> **Exercise goal**:
Below are some records; return each one exactly.

* * *

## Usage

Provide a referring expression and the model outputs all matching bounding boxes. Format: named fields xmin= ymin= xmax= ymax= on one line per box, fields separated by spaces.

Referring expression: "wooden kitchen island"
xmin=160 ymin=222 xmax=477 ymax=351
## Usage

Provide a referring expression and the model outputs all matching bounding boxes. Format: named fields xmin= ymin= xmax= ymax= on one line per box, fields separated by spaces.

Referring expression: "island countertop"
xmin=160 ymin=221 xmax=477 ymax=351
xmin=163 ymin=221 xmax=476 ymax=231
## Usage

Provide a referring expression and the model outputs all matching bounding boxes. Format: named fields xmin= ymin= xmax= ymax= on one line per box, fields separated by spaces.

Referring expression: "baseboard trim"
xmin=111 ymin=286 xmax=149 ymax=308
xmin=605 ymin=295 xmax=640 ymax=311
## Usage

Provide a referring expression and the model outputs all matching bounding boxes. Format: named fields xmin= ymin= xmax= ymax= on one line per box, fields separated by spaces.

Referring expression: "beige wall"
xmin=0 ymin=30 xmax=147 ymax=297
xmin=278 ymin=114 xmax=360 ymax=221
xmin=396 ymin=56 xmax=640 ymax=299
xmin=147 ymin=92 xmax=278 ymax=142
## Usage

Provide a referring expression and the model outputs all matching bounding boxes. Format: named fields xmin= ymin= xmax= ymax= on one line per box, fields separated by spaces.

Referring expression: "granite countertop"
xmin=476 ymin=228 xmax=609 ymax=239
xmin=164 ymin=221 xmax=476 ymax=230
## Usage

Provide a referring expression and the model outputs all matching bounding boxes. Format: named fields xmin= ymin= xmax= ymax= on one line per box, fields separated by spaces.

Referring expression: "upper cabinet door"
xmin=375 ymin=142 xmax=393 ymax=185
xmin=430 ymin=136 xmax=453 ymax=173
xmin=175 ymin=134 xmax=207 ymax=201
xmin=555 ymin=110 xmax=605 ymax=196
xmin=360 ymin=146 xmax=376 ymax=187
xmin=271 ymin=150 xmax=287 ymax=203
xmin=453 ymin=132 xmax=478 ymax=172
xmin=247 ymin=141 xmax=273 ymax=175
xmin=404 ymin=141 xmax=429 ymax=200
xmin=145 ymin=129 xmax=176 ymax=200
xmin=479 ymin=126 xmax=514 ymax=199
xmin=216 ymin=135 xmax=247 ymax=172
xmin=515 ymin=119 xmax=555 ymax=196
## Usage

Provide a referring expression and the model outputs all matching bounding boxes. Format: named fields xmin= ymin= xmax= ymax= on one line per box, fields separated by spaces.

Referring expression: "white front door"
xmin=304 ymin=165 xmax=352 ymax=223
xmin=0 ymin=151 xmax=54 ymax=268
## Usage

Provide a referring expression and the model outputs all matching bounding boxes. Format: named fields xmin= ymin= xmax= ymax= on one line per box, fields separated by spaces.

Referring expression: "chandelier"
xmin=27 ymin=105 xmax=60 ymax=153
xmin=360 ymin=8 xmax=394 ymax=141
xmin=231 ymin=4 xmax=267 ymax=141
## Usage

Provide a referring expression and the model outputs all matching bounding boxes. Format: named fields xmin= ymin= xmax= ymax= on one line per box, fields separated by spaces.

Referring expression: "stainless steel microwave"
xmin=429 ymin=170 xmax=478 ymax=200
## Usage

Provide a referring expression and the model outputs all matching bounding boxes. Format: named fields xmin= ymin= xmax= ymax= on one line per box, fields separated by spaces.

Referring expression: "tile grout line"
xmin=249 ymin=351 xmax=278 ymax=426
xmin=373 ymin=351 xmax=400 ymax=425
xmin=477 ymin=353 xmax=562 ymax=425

* * *

> **Final result**:
## Usage

Provide a referring expression and the model outputs all matching bounding boxes. Format: named fields xmin= ymin= xmax= ymax= on one line per box, fields separated by spaces.

Referring expression: "wooden kitchen island"
xmin=160 ymin=222 xmax=477 ymax=351
## Usage

Provide a referring expression and the model outputs all matching bounding boxes. Format: named fields xmin= ymin= xmax= ymax= on one line per box, fields separated by spaces.

Referring expression: "island countertop"
xmin=160 ymin=221 xmax=477 ymax=351
xmin=163 ymin=221 xmax=476 ymax=231
## Usage

Provide a referring expression and the model outputs all matching bounding boxes. Format: named fields xmin= ymin= xmax= ymax= on one line per box, fields separated by spaces.

Referring expression: "baseboard trim"
xmin=111 ymin=286 xmax=149 ymax=308
xmin=605 ymin=295 xmax=640 ymax=311
## Usage

Provide a referring expression and the model outputs all matching bounding boxes. Format: named fields xmin= ymin= xmax= ymax= on one line per box, fields separated by spaces.

Referring expression: "beige wall"
xmin=0 ymin=30 xmax=147 ymax=297
xmin=278 ymin=114 xmax=360 ymax=221
xmin=396 ymin=56 xmax=640 ymax=299
xmin=147 ymin=92 xmax=278 ymax=142
## Usage

Provide a referring expression and the model outputs all matching bounding boxes. Format: named fields xmin= ymin= xmax= ymax= on one line per box, fields separated by spaces.

Referring expression: "granite countertop"
xmin=476 ymin=228 xmax=609 ymax=239
xmin=164 ymin=221 xmax=476 ymax=230
## Usage

Provide a referring expression and the model outputs all matching bounding boxes. Format: named fields xmin= ymin= xmax= ymax= on one line per box, fields separated by spaces.

Referring expression: "upper cabinet door"
xmin=375 ymin=142 xmax=393 ymax=185
xmin=430 ymin=136 xmax=453 ymax=173
xmin=175 ymin=134 xmax=207 ymax=201
xmin=555 ymin=110 xmax=605 ymax=196
xmin=360 ymin=146 xmax=376 ymax=187
xmin=271 ymin=150 xmax=287 ymax=203
xmin=453 ymin=132 xmax=478 ymax=172
xmin=247 ymin=141 xmax=273 ymax=175
xmin=404 ymin=141 xmax=429 ymax=200
xmin=145 ymin=129 xmax=176 ymax=200
xmin=479 ymin=126 xmax=514 ymax=199
xmin=216 ymin=135 xmax=247 ymax=172
xmin=515 ymin=119 xmax=555 ymax=196
## Usage

Provide a referring expression and the model outputs all matching bounding boxes. Format: named fields xmin= ymin= xmax= ymax= on one line per box, fields separated by spaces.

Referring expression: "white front door"
xmin=304 ymin=165 xmax=352 ymax=223
xmin=0 ymin=151 xmax=54 ymax=268
## Usage

Provide a referring expression and the model outputs all matching bounding boxes. Format: named fields xmin= ymin= xmax= ymax= on one line per box, fields separated by spaces.

Referring expression: "chandelier"
xmin=27 ymin=105 xmax=60 ymax=153
xmin=360 ymin=8 xmax=394 ymax=141
xmin=231 ymin=4 xmax=267 ymax=141
## Usage

Provide a referring expression and the model outputs all matching bounding boxes. Format: named fields xmin= ymin= xmax= ymax= on one line per box, fields separated by spaces.

Referring expression: "stainless steel microwave"
xmin=429 ymin=170 xmax=478 ymax=200
## Usage

Provide a referring expression and the model outputs all matching bounding boxes. Format: named fields xmin= ymin= xmax= ymax= on one line per box, fields separated by spaces.

Referring expression: "tile grout line"
xmin=249 ymin=351 xmax=278 ymax=426
xmin=373 ymin=351 xmax=400 ymax=425
xmin=477 ymin=353 xmax=562 ymax=425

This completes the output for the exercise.